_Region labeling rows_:
——
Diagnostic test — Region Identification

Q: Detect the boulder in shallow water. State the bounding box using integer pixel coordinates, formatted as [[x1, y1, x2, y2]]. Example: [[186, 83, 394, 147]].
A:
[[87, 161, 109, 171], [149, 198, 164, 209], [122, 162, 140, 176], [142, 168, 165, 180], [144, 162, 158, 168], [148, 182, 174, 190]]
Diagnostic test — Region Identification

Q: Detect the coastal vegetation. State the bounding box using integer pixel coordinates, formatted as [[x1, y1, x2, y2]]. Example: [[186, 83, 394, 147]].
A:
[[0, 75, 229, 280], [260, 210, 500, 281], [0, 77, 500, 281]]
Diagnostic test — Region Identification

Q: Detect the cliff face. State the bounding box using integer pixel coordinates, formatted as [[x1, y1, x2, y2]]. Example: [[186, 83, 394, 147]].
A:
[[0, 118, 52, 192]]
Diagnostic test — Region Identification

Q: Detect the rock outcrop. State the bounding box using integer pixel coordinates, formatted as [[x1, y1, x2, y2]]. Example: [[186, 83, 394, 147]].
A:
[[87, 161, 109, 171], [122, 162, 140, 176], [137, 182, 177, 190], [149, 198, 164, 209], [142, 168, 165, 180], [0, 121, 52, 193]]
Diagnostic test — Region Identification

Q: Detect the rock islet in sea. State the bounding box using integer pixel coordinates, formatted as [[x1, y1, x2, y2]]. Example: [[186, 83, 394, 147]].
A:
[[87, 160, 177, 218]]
——
_AIM OF THE EXERCISE_: Please update the rows from the start through the line that contains "121, 52, 193]]" by replacing "Detect" with "Locate", changing nothing else. Return only those lines.

_OUTPUT FOR THIS TASK_:
Diagnostic test — Region Identification

Q: Locate the boulder in shallow water. State the bounding box using integer pixel coordinates, formatted as [[x1, y1, x2, y2]]. Example: [[186, 83, 394, 147]].
A:
[[87, 161, 109, 171], [149, 198, 164, 209], [122, 162, 140, 176], [142, 168, 165, 180], [144, 162, 158, 168], [148, 182, 174, 190]]
Diagnostic test — Region Identification

Q: Locate the coastal vegetation. State the bounding box using integer pixel coordinates, formatted as [[x1, y1, x2, y2]]. Example: [[186, 83, 394, 147]].
A:
[[0, 75, 229, 280], [260, 210, 500, 281], [0, 77, 500, 281]]
Diagnostic test — Region Identification

Q: Locate the cliff face. State the bounding box using integer pixel coordinates, formatted as [[x1, y1, x2, y2]]. Example: [[186, 83, 394, 147]].
A:
[[0, 118, 52, 192]]
Diagnostic test — Region Identification

Q: Locate the rock outcrop. State the bounding box using integer pixel coordinates, formatted as [[x1, y1, x2, y2]]. Example: [[186, 83, 394, 147]].
A:
[[87, 161, 109, 171], [122, 162, 140, 176], [137, 182, 177, 190], [149, 198, 164, 209], [142, 168, 165, 180], [0, 121, 52, 193]]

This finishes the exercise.